INSTRUCTIONS FOR THE TASK
Extract every line of the material below that contains the string "tree", and copy each one in full.

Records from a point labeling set
**********
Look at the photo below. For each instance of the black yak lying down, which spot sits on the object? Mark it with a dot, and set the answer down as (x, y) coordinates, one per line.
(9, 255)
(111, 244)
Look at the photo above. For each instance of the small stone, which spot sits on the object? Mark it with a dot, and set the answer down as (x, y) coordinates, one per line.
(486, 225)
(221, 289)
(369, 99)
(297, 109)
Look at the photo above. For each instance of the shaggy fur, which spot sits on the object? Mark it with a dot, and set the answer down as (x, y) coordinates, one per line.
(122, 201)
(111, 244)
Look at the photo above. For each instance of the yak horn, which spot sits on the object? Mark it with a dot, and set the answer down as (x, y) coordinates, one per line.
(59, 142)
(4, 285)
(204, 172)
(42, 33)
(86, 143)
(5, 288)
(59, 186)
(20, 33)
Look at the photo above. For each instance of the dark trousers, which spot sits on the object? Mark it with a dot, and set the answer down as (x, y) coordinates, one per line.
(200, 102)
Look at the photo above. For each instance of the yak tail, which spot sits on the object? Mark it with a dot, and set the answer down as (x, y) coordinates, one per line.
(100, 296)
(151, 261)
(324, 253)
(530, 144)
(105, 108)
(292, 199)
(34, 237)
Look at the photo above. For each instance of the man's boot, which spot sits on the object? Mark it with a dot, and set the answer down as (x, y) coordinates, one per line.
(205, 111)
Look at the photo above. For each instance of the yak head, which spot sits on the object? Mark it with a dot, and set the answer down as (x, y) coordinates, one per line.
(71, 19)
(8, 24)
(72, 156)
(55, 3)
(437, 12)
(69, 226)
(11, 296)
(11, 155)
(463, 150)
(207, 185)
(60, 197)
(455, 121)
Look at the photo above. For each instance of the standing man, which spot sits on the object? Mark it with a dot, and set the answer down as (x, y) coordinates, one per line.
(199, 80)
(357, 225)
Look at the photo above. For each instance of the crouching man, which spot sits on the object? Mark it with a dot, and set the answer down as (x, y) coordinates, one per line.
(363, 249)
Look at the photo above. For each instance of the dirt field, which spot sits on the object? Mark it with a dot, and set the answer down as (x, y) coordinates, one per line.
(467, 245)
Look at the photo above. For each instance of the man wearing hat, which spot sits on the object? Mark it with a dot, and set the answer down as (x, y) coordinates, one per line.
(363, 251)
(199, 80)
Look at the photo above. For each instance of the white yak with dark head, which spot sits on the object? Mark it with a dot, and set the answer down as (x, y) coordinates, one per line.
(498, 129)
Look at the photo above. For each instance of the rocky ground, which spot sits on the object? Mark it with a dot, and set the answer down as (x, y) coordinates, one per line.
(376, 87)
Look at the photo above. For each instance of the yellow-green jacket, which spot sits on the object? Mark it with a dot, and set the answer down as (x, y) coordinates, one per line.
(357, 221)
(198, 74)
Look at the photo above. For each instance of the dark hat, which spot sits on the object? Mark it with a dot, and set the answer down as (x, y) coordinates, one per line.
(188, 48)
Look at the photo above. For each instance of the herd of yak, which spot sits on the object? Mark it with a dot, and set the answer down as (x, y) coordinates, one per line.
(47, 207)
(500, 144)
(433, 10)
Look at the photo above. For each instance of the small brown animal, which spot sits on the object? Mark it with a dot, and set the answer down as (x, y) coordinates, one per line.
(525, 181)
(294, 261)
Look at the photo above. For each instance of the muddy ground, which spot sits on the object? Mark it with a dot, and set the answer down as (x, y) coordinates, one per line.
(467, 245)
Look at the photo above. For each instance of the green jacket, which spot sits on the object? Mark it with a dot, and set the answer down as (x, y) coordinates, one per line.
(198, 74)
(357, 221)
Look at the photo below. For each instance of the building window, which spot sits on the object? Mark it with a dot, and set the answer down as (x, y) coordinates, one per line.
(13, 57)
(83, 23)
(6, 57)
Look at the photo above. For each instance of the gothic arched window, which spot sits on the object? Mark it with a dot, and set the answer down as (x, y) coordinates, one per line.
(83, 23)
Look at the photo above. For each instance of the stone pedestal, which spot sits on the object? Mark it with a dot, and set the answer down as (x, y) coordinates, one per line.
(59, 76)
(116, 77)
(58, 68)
**********
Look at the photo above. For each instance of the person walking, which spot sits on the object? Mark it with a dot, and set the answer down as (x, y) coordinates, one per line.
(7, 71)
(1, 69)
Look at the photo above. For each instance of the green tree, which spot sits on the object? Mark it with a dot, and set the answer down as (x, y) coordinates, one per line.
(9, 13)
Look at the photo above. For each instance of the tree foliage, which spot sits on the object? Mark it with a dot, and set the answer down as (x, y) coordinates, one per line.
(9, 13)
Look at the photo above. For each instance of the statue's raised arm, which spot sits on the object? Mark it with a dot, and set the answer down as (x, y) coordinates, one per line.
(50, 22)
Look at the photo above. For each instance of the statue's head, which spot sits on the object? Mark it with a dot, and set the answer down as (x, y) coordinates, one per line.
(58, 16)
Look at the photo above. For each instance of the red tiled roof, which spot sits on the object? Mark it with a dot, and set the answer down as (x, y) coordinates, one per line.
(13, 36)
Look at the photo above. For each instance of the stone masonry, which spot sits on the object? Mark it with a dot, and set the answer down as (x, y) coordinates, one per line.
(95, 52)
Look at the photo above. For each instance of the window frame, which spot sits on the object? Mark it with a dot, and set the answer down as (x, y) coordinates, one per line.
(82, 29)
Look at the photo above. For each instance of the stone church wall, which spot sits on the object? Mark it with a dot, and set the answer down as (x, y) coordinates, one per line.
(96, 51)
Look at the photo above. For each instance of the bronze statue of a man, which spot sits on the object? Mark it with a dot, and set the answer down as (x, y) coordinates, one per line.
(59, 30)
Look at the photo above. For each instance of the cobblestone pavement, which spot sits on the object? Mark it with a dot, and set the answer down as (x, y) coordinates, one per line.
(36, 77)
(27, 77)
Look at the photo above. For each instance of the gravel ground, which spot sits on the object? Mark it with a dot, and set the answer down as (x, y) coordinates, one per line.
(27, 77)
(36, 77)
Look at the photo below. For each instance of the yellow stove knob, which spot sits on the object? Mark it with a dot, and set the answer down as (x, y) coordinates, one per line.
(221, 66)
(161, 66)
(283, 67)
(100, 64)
**********
TASK ANSWER
Look at the photo above. For each instance of the green tree, which spot sits on the object? Mark it with a dot, and set the answer down as (x, y) coordinates, one per line.
Look at the photo above. For each instance of the tree foliage, which spot sits on the object? Mark it with a dot, and set the answer down as (x, y) coordinates, one per line.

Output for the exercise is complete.